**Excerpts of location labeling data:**
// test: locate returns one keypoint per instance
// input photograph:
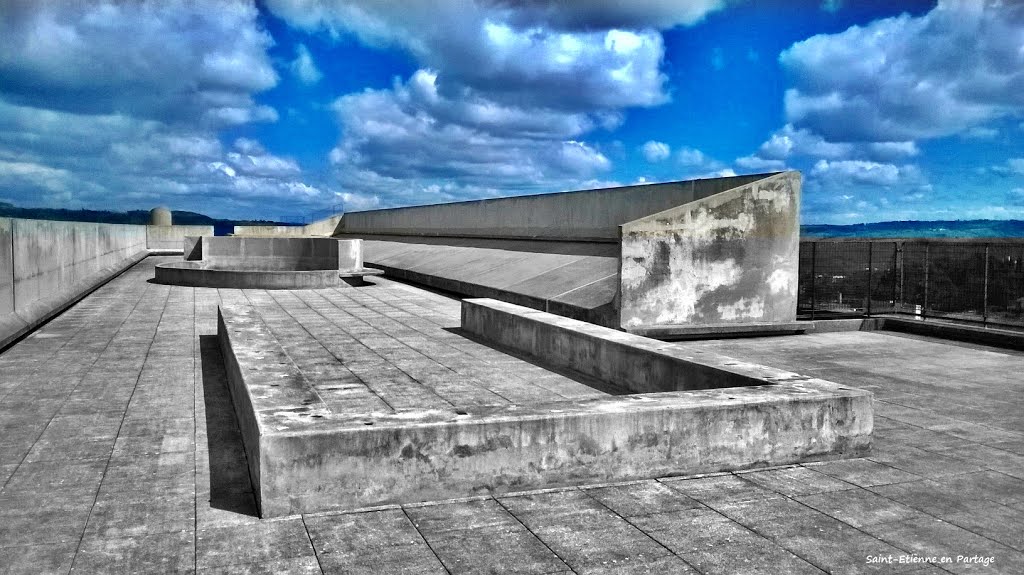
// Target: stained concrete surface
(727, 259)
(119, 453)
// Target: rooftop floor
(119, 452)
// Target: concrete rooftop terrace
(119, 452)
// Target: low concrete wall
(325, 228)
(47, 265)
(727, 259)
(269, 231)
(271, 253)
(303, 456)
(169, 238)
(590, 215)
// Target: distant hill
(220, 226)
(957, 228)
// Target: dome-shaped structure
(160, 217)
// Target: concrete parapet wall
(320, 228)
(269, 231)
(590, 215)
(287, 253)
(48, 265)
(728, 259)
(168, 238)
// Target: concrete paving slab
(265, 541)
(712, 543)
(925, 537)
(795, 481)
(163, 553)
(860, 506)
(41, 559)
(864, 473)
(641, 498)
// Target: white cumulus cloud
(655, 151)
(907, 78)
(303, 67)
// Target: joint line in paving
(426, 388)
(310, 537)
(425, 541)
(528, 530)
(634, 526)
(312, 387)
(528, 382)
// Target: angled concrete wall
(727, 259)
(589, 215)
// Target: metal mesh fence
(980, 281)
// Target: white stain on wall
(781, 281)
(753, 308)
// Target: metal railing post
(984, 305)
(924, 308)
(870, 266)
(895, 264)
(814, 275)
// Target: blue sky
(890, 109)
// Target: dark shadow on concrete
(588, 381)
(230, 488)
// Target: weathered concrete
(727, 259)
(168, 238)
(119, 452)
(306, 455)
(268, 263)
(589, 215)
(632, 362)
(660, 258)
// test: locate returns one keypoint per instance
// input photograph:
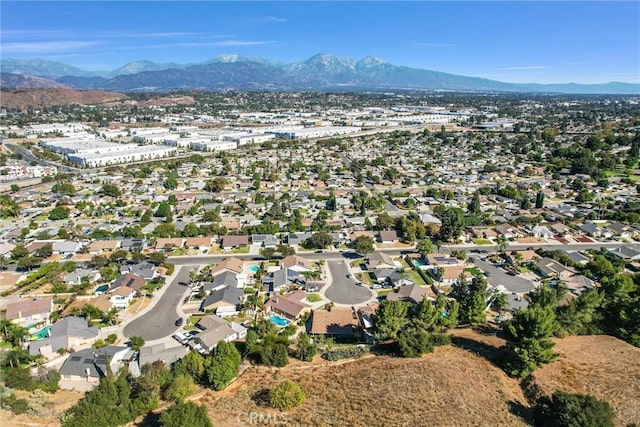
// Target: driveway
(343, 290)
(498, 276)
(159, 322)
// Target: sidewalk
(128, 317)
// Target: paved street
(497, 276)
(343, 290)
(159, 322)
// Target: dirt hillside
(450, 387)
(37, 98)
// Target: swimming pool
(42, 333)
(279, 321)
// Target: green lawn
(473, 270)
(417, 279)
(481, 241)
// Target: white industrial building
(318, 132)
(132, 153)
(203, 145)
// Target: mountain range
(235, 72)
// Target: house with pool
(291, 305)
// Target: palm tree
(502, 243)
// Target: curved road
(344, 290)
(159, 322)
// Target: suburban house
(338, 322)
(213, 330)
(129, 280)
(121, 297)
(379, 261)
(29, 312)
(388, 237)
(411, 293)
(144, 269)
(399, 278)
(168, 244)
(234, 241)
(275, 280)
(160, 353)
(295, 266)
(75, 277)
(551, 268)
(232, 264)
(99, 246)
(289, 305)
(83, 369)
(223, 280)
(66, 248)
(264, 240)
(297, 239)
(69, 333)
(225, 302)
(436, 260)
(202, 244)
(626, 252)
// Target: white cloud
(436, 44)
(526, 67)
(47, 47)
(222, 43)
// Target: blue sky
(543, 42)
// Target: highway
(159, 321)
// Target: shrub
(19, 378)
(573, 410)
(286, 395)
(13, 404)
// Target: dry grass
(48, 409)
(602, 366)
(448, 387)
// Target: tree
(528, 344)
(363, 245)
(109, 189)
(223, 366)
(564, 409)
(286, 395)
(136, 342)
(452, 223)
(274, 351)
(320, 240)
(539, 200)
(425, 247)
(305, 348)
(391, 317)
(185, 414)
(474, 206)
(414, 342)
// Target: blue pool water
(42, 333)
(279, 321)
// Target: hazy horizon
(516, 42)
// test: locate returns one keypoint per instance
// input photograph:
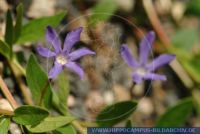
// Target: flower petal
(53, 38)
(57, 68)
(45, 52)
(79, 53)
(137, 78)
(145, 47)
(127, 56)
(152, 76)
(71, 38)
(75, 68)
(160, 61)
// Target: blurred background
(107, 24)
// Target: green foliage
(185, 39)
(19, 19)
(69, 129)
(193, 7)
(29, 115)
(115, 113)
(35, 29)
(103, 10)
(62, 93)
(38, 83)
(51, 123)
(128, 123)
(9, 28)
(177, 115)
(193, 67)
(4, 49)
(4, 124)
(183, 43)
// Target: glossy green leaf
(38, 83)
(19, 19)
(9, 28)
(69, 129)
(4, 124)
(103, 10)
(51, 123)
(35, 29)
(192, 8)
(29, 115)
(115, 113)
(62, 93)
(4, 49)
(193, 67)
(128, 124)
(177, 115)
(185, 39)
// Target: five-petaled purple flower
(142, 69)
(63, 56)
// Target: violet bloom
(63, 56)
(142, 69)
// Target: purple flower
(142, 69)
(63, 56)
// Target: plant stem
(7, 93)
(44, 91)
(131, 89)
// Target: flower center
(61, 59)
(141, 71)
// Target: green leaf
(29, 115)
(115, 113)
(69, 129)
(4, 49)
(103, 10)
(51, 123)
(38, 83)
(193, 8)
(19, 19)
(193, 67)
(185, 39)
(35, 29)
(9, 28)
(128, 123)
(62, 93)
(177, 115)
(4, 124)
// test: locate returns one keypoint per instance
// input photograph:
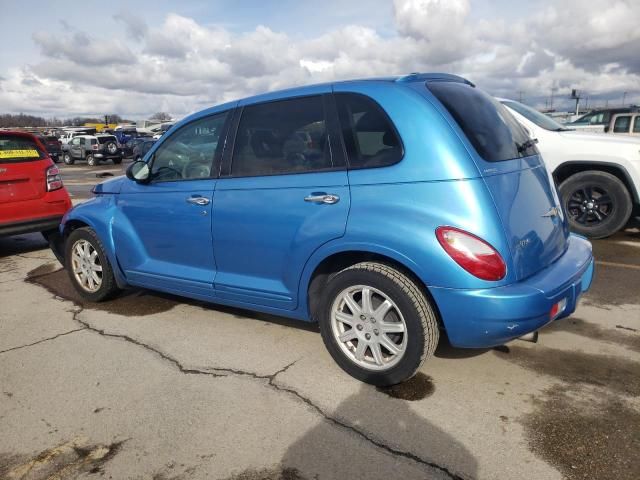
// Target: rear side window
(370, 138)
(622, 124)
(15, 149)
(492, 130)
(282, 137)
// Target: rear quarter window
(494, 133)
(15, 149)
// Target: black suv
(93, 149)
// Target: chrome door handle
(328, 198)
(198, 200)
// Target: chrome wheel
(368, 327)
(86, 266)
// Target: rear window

--

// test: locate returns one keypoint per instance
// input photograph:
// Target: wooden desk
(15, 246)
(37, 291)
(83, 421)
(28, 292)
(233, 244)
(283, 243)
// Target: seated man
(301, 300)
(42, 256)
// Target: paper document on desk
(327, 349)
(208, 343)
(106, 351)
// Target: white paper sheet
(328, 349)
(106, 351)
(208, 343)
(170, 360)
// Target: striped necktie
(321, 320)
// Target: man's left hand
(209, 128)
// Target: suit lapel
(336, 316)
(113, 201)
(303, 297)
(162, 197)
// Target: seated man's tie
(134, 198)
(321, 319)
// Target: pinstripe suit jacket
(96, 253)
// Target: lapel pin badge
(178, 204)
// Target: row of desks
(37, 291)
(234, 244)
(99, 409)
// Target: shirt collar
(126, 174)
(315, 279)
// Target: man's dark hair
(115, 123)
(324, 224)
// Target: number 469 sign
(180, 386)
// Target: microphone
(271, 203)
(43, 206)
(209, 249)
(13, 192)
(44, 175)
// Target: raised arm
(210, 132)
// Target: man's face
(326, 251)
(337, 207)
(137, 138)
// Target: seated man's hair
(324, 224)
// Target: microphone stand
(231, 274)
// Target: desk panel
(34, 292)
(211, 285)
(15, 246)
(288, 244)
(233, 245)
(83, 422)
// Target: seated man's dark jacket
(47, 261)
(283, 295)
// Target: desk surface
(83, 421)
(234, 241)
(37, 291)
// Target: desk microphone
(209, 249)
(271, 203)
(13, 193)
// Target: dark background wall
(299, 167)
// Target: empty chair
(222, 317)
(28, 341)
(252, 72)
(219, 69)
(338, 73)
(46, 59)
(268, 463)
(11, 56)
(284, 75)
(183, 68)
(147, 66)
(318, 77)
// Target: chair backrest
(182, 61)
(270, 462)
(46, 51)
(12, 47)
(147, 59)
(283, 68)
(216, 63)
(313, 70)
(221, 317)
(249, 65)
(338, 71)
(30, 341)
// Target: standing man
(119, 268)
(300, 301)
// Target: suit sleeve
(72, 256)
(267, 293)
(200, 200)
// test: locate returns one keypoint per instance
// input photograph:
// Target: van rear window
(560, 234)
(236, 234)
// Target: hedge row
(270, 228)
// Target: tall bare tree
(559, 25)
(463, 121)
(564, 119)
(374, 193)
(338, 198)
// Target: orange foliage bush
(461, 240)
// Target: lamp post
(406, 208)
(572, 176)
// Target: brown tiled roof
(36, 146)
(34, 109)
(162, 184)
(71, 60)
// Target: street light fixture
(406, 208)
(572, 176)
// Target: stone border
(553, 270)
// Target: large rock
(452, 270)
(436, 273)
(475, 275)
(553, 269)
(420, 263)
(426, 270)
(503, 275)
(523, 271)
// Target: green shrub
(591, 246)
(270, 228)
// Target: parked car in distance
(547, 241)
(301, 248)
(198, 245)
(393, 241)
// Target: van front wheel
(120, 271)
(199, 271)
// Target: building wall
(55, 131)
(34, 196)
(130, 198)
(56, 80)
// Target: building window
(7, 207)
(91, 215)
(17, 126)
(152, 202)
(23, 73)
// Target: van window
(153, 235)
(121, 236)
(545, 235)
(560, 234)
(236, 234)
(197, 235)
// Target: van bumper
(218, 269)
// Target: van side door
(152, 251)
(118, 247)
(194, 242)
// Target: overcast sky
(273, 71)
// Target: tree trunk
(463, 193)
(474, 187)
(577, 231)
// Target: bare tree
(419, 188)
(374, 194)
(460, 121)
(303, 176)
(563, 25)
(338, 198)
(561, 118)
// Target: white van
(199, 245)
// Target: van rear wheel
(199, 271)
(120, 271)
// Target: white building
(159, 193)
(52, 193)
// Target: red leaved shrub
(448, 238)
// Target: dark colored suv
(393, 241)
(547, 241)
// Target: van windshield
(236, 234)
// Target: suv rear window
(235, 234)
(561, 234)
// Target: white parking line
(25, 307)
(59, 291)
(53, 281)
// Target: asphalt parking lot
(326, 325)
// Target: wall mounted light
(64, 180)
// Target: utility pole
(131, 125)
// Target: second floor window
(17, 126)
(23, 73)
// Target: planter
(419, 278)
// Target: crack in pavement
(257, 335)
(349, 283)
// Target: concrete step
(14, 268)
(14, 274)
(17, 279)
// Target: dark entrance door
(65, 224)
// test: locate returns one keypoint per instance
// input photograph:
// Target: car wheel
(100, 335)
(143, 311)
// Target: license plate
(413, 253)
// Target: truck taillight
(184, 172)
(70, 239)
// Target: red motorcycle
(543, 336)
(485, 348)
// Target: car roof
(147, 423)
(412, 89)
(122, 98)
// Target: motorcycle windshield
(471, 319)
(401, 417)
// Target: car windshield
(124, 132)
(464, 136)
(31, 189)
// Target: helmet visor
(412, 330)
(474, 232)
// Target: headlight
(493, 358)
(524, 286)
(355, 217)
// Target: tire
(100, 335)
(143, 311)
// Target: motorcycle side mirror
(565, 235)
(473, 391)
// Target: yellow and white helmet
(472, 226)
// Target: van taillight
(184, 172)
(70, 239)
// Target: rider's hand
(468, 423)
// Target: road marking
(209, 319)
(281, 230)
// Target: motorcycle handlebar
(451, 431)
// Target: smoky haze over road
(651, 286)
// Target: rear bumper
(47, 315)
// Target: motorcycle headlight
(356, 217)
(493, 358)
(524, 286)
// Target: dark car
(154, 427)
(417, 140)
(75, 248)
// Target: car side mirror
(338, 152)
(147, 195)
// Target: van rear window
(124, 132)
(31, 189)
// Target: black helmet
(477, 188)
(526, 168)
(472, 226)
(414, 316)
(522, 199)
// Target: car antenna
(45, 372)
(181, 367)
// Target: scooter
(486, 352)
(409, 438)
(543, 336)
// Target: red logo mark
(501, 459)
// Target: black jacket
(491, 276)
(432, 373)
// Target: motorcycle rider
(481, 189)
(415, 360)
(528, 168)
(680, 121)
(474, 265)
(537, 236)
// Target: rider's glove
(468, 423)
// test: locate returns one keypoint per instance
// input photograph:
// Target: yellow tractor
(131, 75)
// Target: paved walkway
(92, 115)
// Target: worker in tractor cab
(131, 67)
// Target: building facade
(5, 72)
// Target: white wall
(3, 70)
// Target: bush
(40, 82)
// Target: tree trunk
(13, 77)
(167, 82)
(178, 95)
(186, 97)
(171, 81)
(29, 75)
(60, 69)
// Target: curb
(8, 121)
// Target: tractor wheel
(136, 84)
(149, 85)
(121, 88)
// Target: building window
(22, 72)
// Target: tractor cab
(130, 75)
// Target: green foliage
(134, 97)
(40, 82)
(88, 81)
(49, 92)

==

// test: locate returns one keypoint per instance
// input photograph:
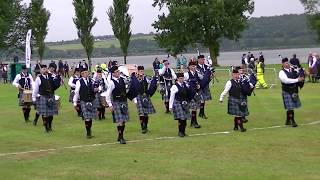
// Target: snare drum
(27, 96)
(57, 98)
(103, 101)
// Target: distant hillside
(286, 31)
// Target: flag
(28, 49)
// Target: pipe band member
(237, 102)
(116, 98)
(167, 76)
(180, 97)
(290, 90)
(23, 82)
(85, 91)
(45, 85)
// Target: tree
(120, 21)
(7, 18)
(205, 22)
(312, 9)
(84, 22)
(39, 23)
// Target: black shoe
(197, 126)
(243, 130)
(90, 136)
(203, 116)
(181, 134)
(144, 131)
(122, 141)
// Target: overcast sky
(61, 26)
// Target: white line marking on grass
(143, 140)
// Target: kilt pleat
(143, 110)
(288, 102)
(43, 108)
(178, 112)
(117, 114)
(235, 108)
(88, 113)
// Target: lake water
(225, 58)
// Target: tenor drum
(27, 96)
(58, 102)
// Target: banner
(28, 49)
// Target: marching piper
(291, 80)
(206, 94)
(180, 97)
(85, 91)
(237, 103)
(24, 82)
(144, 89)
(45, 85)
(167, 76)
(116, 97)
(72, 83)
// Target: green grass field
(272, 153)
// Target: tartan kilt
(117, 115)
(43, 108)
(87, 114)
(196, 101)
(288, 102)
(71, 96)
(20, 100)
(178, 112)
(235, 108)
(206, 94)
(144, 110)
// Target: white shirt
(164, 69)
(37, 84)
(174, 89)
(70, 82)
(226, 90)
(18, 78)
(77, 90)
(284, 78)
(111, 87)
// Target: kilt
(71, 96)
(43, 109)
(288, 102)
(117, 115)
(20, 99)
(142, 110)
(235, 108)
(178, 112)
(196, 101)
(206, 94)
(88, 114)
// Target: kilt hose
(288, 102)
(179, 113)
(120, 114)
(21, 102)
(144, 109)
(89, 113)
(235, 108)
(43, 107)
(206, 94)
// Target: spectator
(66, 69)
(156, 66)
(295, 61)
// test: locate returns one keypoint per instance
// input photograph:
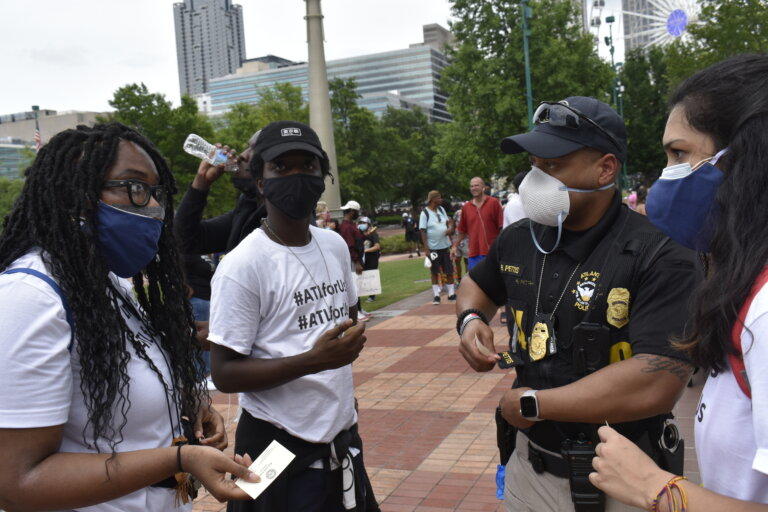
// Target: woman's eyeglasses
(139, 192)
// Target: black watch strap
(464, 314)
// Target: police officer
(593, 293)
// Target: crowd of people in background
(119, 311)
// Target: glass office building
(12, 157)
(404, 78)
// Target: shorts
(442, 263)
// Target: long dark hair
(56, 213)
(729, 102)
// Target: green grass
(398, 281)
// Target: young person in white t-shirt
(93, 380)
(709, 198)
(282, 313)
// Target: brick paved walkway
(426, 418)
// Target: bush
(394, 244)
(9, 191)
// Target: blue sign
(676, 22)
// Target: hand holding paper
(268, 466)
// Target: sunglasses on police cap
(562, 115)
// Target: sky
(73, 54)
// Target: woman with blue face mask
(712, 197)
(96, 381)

**Given request:** Show every line of the material above that contains the word "metal".

**Result below:**
// Target: metal mesh fence
// Target: metal railing post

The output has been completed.